┏━━
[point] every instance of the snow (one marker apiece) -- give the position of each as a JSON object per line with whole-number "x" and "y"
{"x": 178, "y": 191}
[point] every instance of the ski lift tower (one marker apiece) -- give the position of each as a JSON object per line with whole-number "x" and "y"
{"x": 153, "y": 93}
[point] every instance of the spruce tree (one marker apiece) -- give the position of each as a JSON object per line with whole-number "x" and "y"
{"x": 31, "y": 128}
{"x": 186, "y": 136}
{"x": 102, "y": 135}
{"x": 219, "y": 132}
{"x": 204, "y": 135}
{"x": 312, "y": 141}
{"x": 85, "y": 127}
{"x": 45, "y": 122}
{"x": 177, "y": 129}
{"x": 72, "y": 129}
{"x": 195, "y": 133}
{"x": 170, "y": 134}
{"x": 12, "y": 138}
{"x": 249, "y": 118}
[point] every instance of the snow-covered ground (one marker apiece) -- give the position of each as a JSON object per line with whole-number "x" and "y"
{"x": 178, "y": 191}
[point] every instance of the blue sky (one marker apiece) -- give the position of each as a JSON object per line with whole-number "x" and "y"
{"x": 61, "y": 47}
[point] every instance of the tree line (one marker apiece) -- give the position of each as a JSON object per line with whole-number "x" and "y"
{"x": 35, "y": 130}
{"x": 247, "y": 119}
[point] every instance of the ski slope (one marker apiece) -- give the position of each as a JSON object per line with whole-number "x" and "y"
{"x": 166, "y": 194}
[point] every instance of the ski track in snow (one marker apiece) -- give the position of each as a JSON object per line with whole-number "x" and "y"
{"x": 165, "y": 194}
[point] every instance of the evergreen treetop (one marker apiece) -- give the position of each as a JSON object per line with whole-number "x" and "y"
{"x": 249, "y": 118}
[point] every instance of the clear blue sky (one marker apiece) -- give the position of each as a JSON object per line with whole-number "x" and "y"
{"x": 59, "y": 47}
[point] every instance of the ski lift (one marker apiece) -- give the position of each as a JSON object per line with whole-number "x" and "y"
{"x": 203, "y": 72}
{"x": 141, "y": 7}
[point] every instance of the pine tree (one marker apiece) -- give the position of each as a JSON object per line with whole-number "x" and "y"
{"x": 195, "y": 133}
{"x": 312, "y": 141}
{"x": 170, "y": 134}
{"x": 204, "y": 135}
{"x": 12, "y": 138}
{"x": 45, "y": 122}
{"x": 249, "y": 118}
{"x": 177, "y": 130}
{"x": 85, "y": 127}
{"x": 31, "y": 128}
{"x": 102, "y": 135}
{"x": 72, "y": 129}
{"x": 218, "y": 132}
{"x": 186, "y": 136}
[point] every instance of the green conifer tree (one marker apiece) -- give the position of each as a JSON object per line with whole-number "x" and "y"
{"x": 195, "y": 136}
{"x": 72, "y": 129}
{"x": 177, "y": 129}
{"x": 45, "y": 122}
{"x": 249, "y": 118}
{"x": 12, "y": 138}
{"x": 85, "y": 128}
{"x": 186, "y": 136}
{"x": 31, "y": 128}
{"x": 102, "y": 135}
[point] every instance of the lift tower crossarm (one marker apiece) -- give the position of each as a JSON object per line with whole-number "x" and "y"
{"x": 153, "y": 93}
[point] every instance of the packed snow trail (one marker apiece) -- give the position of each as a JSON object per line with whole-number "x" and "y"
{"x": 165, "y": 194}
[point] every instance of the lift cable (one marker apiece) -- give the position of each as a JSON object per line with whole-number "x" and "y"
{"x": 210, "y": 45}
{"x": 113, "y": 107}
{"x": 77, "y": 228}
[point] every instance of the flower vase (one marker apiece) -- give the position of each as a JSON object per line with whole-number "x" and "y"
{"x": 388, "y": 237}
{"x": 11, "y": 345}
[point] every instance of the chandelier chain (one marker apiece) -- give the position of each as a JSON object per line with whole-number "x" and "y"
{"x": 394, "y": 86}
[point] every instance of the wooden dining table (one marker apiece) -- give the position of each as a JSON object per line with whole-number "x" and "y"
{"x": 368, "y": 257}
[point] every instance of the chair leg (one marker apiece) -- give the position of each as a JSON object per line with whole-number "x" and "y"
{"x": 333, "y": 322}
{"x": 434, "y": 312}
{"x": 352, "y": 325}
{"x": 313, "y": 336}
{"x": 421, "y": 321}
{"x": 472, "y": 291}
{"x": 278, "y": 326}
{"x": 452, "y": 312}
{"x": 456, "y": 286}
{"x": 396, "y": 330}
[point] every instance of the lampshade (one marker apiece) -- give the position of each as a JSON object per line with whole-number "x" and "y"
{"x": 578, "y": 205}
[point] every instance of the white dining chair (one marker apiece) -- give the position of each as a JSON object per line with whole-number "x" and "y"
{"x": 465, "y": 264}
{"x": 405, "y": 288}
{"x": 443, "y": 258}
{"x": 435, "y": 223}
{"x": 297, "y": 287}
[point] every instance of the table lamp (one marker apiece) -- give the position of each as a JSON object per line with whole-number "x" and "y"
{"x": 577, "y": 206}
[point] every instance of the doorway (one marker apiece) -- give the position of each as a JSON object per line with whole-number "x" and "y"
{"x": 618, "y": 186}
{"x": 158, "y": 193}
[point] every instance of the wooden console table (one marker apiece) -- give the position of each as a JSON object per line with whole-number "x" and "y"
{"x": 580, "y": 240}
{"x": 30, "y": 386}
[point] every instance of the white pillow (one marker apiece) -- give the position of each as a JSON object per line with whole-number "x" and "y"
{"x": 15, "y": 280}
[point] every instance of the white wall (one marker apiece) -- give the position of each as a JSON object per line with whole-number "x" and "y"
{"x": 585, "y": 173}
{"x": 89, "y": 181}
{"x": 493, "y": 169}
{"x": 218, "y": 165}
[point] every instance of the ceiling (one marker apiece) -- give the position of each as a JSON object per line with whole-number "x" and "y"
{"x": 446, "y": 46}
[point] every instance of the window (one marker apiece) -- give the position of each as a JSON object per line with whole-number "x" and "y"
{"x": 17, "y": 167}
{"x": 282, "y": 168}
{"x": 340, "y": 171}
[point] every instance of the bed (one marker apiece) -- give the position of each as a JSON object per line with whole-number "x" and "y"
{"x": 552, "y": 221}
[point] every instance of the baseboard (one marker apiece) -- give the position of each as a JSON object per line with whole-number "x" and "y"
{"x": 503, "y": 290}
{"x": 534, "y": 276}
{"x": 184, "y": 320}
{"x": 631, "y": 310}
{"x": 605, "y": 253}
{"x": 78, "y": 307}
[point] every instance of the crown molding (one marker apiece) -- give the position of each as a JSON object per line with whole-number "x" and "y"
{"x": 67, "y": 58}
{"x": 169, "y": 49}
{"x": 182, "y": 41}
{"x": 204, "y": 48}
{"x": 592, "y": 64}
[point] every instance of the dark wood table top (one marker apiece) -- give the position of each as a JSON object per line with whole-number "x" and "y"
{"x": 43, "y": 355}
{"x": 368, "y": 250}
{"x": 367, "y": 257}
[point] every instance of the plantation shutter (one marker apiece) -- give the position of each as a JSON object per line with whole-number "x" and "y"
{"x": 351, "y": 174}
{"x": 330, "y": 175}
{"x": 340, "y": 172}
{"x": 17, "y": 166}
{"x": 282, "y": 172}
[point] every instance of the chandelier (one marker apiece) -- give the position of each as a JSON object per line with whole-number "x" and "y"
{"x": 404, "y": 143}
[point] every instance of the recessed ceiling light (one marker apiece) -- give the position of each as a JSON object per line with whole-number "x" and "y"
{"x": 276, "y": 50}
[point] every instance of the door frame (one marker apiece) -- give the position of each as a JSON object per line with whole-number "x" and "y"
┗━━
Return each line of the data exactly as written above.

[point] every instance of the snow (one marker apiece) -- give the position of each as a JSON object per line with whole-number "x" and "y"
{"x": 178, "y": 191}
[point] every instance of the ski lift tower (one marker apiece) -- give the position of each as a JSON object per line with whole-number "x" and "y"
{"x": 153, "y": 93}
[point] every instance of the spruce tree (one marker apiece) -- give the position of each as a JSON object per line with whole-number "x" and "y"
{"x": 31, "y": 128}
{"x": 186, "y": 136}
{"x": 102, "y": 135}
{"x": 219, "y": 132}
{"x": 204, "y": 135}
{"x": 312, "y": 141}
{"x": 85, "y": 127}
{"x": 45, "y": 122}
{"x": 177, "y": 129}
{"x": 72, "y": 129}
{"x": 195, "y": 133}
{"x": 170, "y": 134}
{"x": 12, "y": 138}
{"x": 249, "y": 118}
[point] every instance of the snow-covered ground (one marker apiece) -- give the position of each as a JSON object per line with whole-number "x" and "y"
{"x": 178, "y": 191}
[point] every instance of the blue sky (one marker apiece) -- give the position of each as a JSON object per line with whole-number "x" and "y"
{"x": 61, "y": 47}
[point] every instance of the tree line (one marker apiece) -- give the position of each as a JSON object per line with whole-number "x" and "y"
{"x": 35, "y": 130}
{"x": 247, "y": 119}
[point] every instance of the ski slope (one marker apiece) -- give the position of each as a JSON object per line with whole-number "x" and "y"
{"x": 166, "y": 194}
[point] every instance of the ski track in snow (one marker apiece) -- give the position of each as a JSON object per line with whole-number "x" and "y"
{"x": 165, "y": 194}
[point] every instance of the evergreen treetop (one marker apiece) -- give the position of each as a JSON object per line with whole-number "x" and "y"
{"x": 249, "y": 118}
[point] every instance of the clear blue sky (one marker apiece) -- give the position of each as a JSON object per line with whole-number "x" and "y"
{"x": 59, "y": 47}
[point] every instance of the ski lift (one marker apiece) -- give the position of each as a JSON object per line with whole-number "x" and "y"
{"x": 203, "y": 72}
{"x": 141, "y": 7}
[point] every instance of the pine tree (one marker apiece) -- give the position of each as a JSON object per line with whole-number "x" and "y"
{"x": 195, "y": 133}
{"x": 312, "y": 141}
{"x": 170, "y": 134}
{"x": 204, "y": 135}
{"x": 12, "y": 138}
{"x": 45, "y": 122}
{"x": 249, "y": 118}
{"x": 177, "y": 130}
{"x": 85, "y": 127}
{"x": 31, "y": 128}
{"x": 102, "y": 135}
{"x": 72, "y": 129}
{"x": 218, "y": 132}
{"x": 186, "y": 136}
[point] every instance of the green conifer tree (one marker apiece) -- give the position of each as a JSON object per line with whole-number "x" and "y"
{"x": 195, "y": 136}
{"x": 72, "y": 129}
{"x": 177, "y": 129}
{"x": 45, "y": 122}
{"x": 249, "y": 118}
{"x": 12, "y": 138}
{"x": 85, "y": 128}
{"x": 186, "y": 136}
{"x": 31, "y": 128}
{"x": 102, "y": 135}
[point] every instance of the lift tower crossarm (one marker apiece) -- give the position of each as a JSON object per line with whole-number "x" and "y"
{"x": 153, "y": 93}
[point] every instance of the packed snow trail (one marker apiece) -- give the position of each as a JSON object per line with whole-number "x" and "y"
{"x": 165, "y": 194}
[point] every instance of the lift cable (one marker apiece) -- give the position of each as a JSON object per line with whole-number "x" and "y"
{"x": 210, "y": 45}
{"x": 113, "y": 107}
{"x": 77, "y": 228}
[point] every instance of the flower vase (one marker apiece) -- give the position of each as a JSON object per line with whole-number "x" and "y"
{"x": 388, "y": 237}
{"x": 11, "y": 345}
[point] every instance of the chandelier chain (one marker apiece) -- give the position of each as a JSON object per line with whole-number "x" and "y"
{"x": 394, "y": 86}
[point] every instance of the wooden dining table (one marker apiece) -- give the position of each as a JSON object per line with whole-number "x" and "y"
{"x": 368, "y": 257}
[point] every instance of the chair leg (one marker apiece) -- give the position of each as a JSON object per line with whole-number "x" and "y"
{"x": 333, "y": 322}
{"x": 434, "y": 312}
{"x": 352, "y": 325}
{"x": 313, "y": 336}
{"x": 421, "y": 321}
{"x": 472, "y": 291}
{"x": 278, "y": 326}
{"x": 452, "y": 312}
{"x": 456, "y": 286}
{"x": 396, "y": 330}
[point] every instance of the lampshade (one marker apiece) -- give the position of each as a JSON object per line with whole-number "x" and "y"
{"x": 578, "y": 205}
[point] every instance of the white dining chair (one marker apiece) -- give the position of each as a JSON object per line with whole-number "x" and "y"
{"x": 465, "y": 264}
{"x": 405, "y": 288}
{"x": 443, "y": 258}
{"x": 435, "y": 223}
{"x": 297, "y": 287}
[point] every instance of the table lamp (one marker apiece) -- give the position of each as a JSON object per line with whole-number "x" and "y"
{"x": 577, "y": 206}
[point] every instance of the doorway (one marker apiece) -- give the position of each as a JSON object per line with whole-number "x" and "y"
{"x": 618, "y": 186}
{"x": 158, "y": 193}
[point] every instance of the wooden console table (one marker apiece) -- give the position of each as a JSON object per line with whole-number "x" and "y"
{"x": 580, "y": 240}
{"x": 30, "y": 386}
[point] every instance of the white pillow (one marker apiece) -- give the position of each as a JSON object per line with whole-number "x" and "y"
{"x": 15, "y": 280}
[point] every instance of the white wall (one marker apiece) -- give the position of each as a JSON object per line with whole-number "x" and "y"
{"x": 585, "y": 173}
{"x": 89, "y": 181}
{"x": 493, "y": 169}
{"x": 218, "y": 165}
[point] every instance of the ceiling (one marker apiece) -- give the position of each as a JSON object per line with whole-number "x" and "y"
{"x": 446, "y": 46}
[point] every instance of the window (one marker apiece) -- give the position of each as a JSON object per line with whole-number "x" and "y"
{"x": 17, "y": 167}
{"x": 282, "y": 168}
{"x": 340, "y": 171}
[point] every instance of the bed (one marker apiece) -- give the position of each as a JSON object per line with whole-number "x" and "y"
{"x": 552, "y": 221}
[point] every instance of the baseboard (one marker apiece) -- give the position of each as a JSON object per line with whole-number "x" and "y"
{"x": 503, "y": 290}
{"x": 534, "y": 276}
{"x": 184, "y": 320}
{"x": 631, "y": 310}
{"x": 605, "y": 253}
{"x": 78, "y": 307}
[point] every instance of the crown molding (one marker apiece) -- give the position of each as a JSON object per line with whole-number "x" and "y"
{"x": 67, "y": 58}
{"x": 169, "y": 49}
{"x": 182, "y": 41}
{"x": 204, "y": 48}
{"x": 592, "y": 64}
[point] every instance of the dark wood table top (one marker apiece) -- give the position of each as a JSON object per line with whole-number "x" and "y"
{"x": 43, "y": 355}
{"x": 368, "y": 250}
{"x": 367, "y": 257}
[point] every instance of the plantation shutter (one marker apiece) -- give the position of each as a JSON object per line with whole-number "x" and "y"
{"x": 351, "y": 174}
{"x": 330, "y": 175}
{"x": 340, "y": 172}
{"x": 17, "y": 166}
{"x": 282, "y": 172}
[point] every instance of the chandelier (one marker apiece) -- give the position of each as a JSON object per line with whole-number "x" and "y"
{"x": 404, "y": 143}
[point] every instance of the recessed ceiling light (one marker apiece) -- give the position of each as a JSON object per line with whole-number "x" and "y"
{"x": 276, "y": 50}
[point] every instance of the door frame (one marker apiece) -- give the position of each as a JSON object per line with whole-number "x" and "y"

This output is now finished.